Written instruction >> Please rescale the listing below, from the line holding "Drop a pin on every instance of the white downspout" through the line holding "x=72, y=310", inclusive: rewrite those lines with their requests, multiplying each x and y coordinate by 1.75 and rounding to a whole number, with halves rounded up. Return only those lines.

Record excerpts >>

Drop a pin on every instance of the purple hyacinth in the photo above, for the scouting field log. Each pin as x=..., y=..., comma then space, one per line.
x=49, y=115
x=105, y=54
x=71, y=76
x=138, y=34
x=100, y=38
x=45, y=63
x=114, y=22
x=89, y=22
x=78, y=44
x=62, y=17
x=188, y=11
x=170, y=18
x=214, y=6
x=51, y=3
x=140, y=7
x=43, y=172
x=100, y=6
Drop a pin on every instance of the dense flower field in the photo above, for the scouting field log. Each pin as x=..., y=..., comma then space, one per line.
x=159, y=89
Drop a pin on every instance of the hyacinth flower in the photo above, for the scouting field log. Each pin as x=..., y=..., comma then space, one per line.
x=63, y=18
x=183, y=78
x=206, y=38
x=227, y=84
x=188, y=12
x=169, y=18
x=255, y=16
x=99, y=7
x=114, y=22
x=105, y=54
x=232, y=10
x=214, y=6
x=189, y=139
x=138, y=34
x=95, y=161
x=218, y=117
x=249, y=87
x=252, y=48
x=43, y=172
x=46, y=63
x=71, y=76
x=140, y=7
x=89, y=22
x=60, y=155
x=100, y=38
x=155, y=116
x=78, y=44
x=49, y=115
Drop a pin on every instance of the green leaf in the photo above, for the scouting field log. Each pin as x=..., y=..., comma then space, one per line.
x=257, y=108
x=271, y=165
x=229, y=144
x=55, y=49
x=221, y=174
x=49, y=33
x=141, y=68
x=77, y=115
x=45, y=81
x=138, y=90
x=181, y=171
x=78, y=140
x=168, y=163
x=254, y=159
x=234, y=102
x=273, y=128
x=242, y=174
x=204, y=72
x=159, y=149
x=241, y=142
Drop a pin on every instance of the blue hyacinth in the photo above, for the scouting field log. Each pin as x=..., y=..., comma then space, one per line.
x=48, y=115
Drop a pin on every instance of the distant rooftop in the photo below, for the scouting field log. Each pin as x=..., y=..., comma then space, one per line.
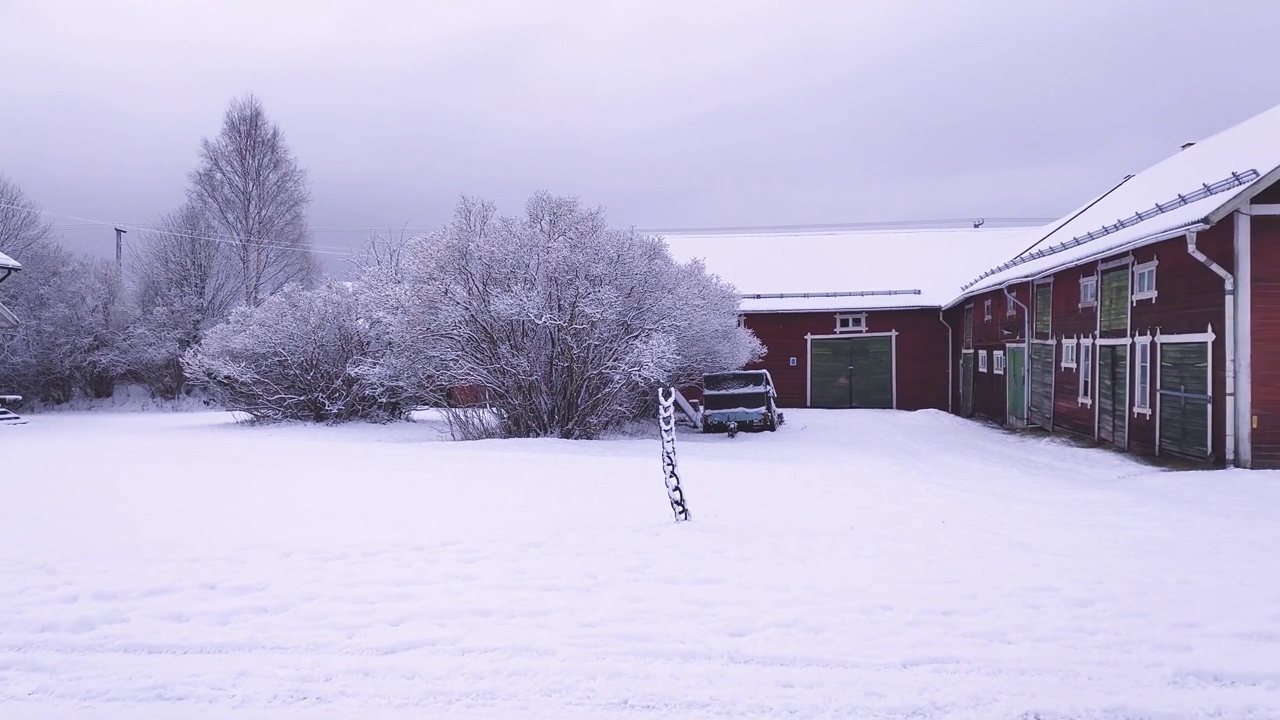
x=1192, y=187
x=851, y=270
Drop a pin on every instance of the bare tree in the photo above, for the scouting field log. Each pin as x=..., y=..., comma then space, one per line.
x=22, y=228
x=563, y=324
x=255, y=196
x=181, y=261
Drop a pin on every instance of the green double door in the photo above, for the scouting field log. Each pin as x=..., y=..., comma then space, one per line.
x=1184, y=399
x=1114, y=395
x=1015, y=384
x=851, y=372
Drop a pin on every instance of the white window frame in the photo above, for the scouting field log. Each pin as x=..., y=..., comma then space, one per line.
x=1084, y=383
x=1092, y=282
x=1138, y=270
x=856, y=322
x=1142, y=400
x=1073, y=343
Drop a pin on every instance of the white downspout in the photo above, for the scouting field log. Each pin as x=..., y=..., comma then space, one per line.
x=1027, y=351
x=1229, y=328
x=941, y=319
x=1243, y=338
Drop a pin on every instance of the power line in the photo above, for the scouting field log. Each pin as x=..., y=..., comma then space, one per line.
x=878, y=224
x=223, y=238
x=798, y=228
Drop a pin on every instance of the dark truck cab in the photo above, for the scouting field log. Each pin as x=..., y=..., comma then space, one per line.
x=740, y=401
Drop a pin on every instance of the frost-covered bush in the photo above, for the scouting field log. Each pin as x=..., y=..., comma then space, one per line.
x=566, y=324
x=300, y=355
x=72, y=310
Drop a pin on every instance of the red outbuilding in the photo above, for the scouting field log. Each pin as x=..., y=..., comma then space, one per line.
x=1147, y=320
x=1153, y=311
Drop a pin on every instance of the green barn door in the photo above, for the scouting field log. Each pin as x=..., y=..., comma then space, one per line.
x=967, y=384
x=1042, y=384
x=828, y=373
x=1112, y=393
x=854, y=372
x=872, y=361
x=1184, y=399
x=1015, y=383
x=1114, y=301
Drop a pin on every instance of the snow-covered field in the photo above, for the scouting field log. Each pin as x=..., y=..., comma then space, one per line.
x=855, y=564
* * *
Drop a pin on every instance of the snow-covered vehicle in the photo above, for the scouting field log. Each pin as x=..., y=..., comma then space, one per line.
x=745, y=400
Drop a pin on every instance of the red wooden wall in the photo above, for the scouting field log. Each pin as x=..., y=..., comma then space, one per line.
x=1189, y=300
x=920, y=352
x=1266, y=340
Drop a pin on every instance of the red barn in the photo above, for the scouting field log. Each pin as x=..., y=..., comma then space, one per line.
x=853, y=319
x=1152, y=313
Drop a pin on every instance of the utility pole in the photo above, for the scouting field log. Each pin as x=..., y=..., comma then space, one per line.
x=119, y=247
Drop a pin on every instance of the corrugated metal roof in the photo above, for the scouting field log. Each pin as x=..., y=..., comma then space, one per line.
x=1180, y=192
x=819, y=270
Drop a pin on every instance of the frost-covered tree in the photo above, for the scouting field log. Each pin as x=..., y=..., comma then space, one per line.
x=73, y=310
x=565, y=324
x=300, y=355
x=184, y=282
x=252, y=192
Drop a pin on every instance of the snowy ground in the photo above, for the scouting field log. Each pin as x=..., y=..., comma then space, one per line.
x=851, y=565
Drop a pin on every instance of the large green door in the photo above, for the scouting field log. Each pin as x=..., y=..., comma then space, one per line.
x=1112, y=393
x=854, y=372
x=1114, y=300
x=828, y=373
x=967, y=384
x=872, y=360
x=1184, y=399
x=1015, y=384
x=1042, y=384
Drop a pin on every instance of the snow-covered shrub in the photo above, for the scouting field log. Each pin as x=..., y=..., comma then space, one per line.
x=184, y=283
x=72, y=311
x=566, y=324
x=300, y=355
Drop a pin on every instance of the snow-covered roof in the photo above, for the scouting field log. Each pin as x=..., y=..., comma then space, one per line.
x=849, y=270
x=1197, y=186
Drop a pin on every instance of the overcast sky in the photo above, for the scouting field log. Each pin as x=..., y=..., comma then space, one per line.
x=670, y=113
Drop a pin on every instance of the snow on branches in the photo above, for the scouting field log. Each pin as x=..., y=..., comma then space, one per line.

The response >>
Drop a pin on every instance of the white downspout in the photo above, for the scouting field log. Each pin as x=..., y=..., comma then space, one per line.
x=1797, y=614
x=2151, y=574
x=1647, y=558
x=2175, y=592
Drop a pin on every instance of the power line in the photo above, for the scouting field log. Each pin as x=..., y=..., comma then space, one per line.
x=1537, y=392
x=390, y=417
x=1397, y=399
Drop a pin on every instance of the dark truck cab in the photo above, for the scouting field log. Each pin as x=..., y=..., comma then space, one per line.
x=1295, y=702
Drop a pin on every instance of the frost-covered bush in the photo above, for the scouting field log. Each pin as x=..., y=..., comma then space, one per line.
x=991, y=567
x=525, y=621
x=126, y=543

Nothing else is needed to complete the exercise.